● **Your task**: Please restate word for word, and with nothing added, the lines that run from the one holding "One marker belongs on each instance of the building" to the end of the entries below.

● **Material for the task**:
==============================
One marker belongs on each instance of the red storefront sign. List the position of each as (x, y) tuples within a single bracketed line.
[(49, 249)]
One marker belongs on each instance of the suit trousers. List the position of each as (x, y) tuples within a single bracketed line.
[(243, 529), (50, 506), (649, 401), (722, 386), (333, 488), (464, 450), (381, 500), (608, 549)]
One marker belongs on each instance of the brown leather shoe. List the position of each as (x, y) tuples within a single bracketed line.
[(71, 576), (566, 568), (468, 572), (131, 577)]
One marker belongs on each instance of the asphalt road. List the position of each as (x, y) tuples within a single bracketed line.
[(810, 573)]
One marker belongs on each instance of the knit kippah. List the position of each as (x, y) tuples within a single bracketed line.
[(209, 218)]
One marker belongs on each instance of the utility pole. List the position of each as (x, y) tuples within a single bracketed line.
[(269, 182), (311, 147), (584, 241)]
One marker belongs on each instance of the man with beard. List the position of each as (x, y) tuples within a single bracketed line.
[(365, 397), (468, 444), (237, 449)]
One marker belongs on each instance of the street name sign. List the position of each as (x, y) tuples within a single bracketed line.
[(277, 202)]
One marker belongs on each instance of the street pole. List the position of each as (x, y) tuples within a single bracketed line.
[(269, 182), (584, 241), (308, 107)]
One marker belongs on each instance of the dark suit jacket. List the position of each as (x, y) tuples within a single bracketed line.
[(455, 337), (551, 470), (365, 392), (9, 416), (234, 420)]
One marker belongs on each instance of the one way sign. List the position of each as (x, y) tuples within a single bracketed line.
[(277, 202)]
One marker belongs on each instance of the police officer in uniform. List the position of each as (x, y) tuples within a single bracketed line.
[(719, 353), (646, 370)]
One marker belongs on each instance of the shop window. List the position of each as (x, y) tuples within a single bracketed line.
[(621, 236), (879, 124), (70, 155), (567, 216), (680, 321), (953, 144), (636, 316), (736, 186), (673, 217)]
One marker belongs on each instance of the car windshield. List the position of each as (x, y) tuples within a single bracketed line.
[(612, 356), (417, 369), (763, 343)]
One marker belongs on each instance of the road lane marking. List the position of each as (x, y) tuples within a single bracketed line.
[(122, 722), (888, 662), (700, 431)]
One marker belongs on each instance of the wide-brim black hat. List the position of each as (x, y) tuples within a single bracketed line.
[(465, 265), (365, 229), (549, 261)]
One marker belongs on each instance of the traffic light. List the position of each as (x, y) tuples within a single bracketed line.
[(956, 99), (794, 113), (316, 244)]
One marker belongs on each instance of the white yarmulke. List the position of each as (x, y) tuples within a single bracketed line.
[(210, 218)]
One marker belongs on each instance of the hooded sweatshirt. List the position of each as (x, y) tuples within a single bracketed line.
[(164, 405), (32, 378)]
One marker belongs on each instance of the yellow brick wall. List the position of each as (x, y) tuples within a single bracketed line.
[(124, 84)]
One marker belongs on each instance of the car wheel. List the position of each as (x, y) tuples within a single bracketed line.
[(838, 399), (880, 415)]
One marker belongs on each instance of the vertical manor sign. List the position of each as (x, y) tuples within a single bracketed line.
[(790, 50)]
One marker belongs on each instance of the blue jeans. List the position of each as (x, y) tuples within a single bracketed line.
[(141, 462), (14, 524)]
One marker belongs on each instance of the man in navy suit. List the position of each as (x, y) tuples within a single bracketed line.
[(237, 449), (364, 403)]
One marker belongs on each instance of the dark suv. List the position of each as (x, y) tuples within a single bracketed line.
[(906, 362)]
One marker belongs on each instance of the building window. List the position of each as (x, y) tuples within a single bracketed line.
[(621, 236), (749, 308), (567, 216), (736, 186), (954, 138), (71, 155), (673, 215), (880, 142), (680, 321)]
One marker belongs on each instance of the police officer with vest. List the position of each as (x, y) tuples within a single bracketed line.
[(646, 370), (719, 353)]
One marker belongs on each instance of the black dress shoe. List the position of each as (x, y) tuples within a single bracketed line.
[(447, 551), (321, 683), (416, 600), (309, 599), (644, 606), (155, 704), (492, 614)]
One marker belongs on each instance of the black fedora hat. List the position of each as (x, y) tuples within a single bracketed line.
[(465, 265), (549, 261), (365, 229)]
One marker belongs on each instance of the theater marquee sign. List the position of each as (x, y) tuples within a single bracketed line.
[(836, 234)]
==============================
● **Answer space**:
One marker belongs on each instance of the building window. List the position of each as (x, y) tuples within a single bracketed line.
[(621, 236), (749, 308), (567, 216), (736, 186), (954, 138), (71, 155), (673, 215), (880, 142), (680, 321)]
One marker belongs on each instance of the police officer with vest. List the position of each as (x, y) tuples within a single bracketed line.
[(646, 370), (719, 353)]
One marker belongs on each instance of the black dress shoe. List the position of each as (x, y) tuples within a single bracketed line.
[(447, 551), (321, 683), (416, 600), (309, 599), (644, 606), (155, 704), (492, 614)]
One marker belongs on each instance of the black fedora hat. List the position of each as (x, y) tuples within a single bracketed line.
[(465, 265), (549, 261), (365, 229)]
One marker belongs on each instance of the theater marquee sign. List the position of each as (x, y) tuples within a single bracketed line.
[(836, 234)]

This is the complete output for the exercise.